Problem details: Quote every line of the material beneath this one.

[BEGIN The records]

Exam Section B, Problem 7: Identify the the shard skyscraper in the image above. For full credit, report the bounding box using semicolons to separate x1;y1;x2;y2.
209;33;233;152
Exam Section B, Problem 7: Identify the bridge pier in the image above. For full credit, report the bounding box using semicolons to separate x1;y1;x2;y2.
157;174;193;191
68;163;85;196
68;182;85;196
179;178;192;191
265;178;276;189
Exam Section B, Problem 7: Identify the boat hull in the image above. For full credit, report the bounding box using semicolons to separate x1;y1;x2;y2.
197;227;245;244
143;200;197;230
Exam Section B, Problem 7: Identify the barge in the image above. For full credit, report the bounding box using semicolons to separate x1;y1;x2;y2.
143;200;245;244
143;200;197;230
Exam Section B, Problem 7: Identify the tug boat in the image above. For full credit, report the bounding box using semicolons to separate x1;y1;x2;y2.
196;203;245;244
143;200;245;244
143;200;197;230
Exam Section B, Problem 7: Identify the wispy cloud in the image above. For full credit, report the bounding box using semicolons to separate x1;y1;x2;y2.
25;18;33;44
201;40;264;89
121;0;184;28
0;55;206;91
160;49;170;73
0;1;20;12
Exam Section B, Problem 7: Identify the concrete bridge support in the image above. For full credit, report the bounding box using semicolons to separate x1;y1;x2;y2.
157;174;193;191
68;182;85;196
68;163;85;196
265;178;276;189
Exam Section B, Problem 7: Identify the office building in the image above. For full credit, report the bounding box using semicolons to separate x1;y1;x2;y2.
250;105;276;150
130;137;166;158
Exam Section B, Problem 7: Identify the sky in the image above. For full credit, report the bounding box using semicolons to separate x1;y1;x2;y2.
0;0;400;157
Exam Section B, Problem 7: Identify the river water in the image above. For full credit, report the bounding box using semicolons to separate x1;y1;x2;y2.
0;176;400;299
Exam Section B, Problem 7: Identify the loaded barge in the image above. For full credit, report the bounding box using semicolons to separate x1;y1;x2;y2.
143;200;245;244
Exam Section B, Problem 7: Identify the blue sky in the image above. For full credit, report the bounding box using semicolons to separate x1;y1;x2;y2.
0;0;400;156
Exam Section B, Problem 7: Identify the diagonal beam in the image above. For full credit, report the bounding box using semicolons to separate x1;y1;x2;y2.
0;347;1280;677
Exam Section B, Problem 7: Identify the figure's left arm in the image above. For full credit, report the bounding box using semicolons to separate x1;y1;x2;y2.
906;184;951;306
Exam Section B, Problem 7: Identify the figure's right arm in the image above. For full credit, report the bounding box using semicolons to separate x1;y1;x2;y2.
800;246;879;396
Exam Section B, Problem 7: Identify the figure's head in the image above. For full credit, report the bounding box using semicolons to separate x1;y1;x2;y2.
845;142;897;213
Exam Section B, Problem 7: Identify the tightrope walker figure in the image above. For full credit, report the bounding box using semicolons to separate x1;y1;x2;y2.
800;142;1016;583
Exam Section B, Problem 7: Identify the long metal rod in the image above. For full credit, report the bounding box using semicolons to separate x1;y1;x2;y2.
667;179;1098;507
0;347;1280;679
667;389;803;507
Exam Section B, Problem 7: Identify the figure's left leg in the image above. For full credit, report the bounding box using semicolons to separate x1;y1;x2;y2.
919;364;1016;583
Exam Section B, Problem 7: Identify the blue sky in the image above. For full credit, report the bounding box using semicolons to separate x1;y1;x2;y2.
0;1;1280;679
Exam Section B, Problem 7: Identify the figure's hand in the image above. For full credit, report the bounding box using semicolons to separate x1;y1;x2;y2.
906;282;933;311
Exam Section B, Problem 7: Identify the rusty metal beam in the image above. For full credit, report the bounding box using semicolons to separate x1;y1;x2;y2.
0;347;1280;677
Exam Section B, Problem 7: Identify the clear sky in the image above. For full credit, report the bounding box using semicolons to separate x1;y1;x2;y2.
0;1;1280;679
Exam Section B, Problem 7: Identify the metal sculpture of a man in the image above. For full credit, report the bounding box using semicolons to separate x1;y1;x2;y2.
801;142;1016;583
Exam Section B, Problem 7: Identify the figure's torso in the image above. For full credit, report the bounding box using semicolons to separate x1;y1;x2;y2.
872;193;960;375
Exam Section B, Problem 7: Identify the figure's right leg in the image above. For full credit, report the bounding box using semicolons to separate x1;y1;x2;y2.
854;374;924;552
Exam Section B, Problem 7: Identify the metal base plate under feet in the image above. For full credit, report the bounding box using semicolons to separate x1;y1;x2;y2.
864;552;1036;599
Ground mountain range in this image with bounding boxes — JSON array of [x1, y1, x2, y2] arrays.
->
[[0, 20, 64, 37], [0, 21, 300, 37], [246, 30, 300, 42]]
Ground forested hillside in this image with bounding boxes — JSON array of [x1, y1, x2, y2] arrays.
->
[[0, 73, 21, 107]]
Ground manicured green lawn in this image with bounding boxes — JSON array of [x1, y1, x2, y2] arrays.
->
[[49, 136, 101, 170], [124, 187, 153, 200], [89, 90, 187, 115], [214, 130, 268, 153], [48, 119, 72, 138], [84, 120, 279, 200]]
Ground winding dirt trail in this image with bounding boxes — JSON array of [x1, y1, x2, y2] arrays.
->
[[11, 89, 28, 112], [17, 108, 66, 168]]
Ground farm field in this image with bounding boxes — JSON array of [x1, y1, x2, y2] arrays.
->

[END The records]

Solution to this exercise:
Exam Section B, Problem 7: Identify the the shard skyscraper in the image above. For full credit, report the bounding box using semicolons to separate x1;y1;x2;y2.
209;33;233;152
Exam Section B, Problem 7: Identify the bridge pier in the image above. For full credit, report the bounding box using semicolons to separate x1;y1;x2;y2.
157;174;193;191
68;163;85;196
68;182;85;196
179;178;192;191
265;178;276;189
Exam Section B, Problem 7: Identify the boat hull in the image above. For full credit, report the bounding box using semicolons to separate x1;y1;x2;y2.
197;227;245;244
143;200;197;230
Exam Section B, Problem 7: Identify the barge in the image above. For full credit, report the bounding box using semicolons to separate x1;y1;x2;y2.
143;200;245;244
143;200;197;230
Exam Section B, Problem 7: Identify the tug boat in the image above. For full credit, report the bounding box using semicolons to separate x1;y1;x2;y2.
196;203;245;244
143;200;245;244
143;200;197;230
Exam Section B, Problem 7: Identify the wispy cloud in the image above. For full credit, report the bounding box using semicolons to separate x1;y1;x2;y2.
25;18;33;44
201;40;264;89
121;0;184;28
0;55;206;91
160;49;170;73
0;1;20;12
Exam Section B, Problem 7: Identify the concrete bridge support in the image above. For full credit, report the bounding box using semicolons to separate x1;y1;x2;y2.
157;174;193;191
68;182;85;196
68;163;85;196
265;178;276;189
Exam Section B, Problem 7: Identify the office building in the image above. For full credit, report the bounding box using semicolons to separate x1;y1;x2;y2.
250;105;276;150
130;137;166;158
Exam Section B, Problem 7: Identify the sky in the image above. For full credit, report the bounding box using semicolons to separate x1;y1;x2;y2.
0;0;400;157
Exam Section B, Problem 7: Identify the river water in the image above. For full credit, report the bounding box using semicolons to separate x1;y1;x2;y2.
0;176;400;299
Exam Section B, Problem 7: Identify the loaded barge in the image above. For full credit, report the bounding box using semicolons to separate x1;y1;x2;y2.
143;200;245;244
Exam Section B, Problem 7: Identify the blue sky in the image above. For full credit, report the bounding box using semicolons to separate x1;y1;x2;y2.
0;0;400;156
Exam Section B, Problem 7: Identify the diagonal beam in the image above. For full credit, report the bounding box using semicolons to separate x1;y1;x2;y2.
0;347;1280;677
Exam Section B, Problem 7: Identify the figure's left arm in the image above. For full credit, report the bounding box using semicolons to separate x1;y1;x2;y2.
906;184;951;306
Exam Section B, Problem 7: Identify the figure's right arm in the image above. For full credit, report the bounding box using semicolons to separate x1;y1;x2;y2.
800;246;879;396
Exam Section B, Problem 7: Identify the figure's head in the image above. For full credit, report the bounding box using semicolons to separate x1;y1;x2;y2.
845;142;897;213
Exam Section B, Problem 7: Identify the tightrope walker figure in the image above. For full credit, report the bounding box using semicolons to separate x1;y1;x2;y2.
800;142;1016;583
Exam Section B, Problem 7: Identify the long metal rod in the image above. For full credit, report the bounding box using semicolons to separate x1;y1;x2;y2.
667;179;1098;507
0;347;1280;679
667;389;803;507
Exam Section B, Problem 7: Identify the figure's left leg in the image above. For full credit, report the bounding box using semicolons to separate x1;y1;x2;y2.
919;364;1016;583
Exam Section B, Problem 7: Identify the blue sky in the image above. For full credit, report the bounding box using semicolons to separate x1;y1;x2;y2.
0;1;1280;679
Exam Section B, Problem 7: Identify the figure's hand in the image above. For full credit, report the bounding box using semicolons to separate x1;y1;x2;y2.
906;282;933;311
Exam Section B, Problem 7: Identify the rusty metal beam in the image above. For full credit, report the bounding box using semicolons to separate x1;y1;x2;y2.
0;347;1280;677
Exam Section B, Problem 7: Identify the clear sky in the image above. For full credit, report the bounding box using semicolons to separate x1;y1;x2;y2.
0;1;1280;679
Exam Section B, Problem 7: Identify the metal sculpture of a man in the image above. For full credit, report the bounding box using semicolons to separate x1;y1;x2;y2.
801;142;1016;583
Exam Section B, Problem 7: Identify the figure's torso in the image above. For full credit, report the bounding box using semicolons to separate x1;y1;x2;y2.
872;193;960;375
Exam Section B, Problem 7: Identify the figure's right leg in the image above. For full credit, report the bounding box using semicolons to separate x1;y1;x2;y2.
854;374;924;552
Exam Section B, Problem 7: Identify the metal base plate under feet in the image above. For full credit, report the bounding box using semicolons to separate x1;y1;x2;y2.
864;552;1036;599
Ground mountain range in this image with bounding boxes — JSON array of [x1, y1, x2, y2] arrays.
->
[[0, 20, 64, 37], [0, 21, 300, 37], [246, 30, 300, 42]]
Ground forested hillside in this image with bounding boxes — JSON array of [x1, y1, x2, y2] arrays.
->
[[0, 73, 21, 107]]
Ground manicured green lawn in this image with bounding boxes — JSON array of [x1, y1, x2, y2] arrays.
->
[[49, 136, 101, 170], [124, 187, 153, 200], [89, 90, 187, 115], [214, 130, 268, 153], [48, 119, 72, 138], [84, 120, 279, 200]]
Ground winding dirt trail in this image with bounding boxes — JSON array of [x1, y1, x2, y2] arrays.
->
[[11, 89, 28, 112], [17, 108, 66, 168]]
Ground farm field in this image with bounding boxes — JSON array of [x1, y1, x2, y2] arrays.
->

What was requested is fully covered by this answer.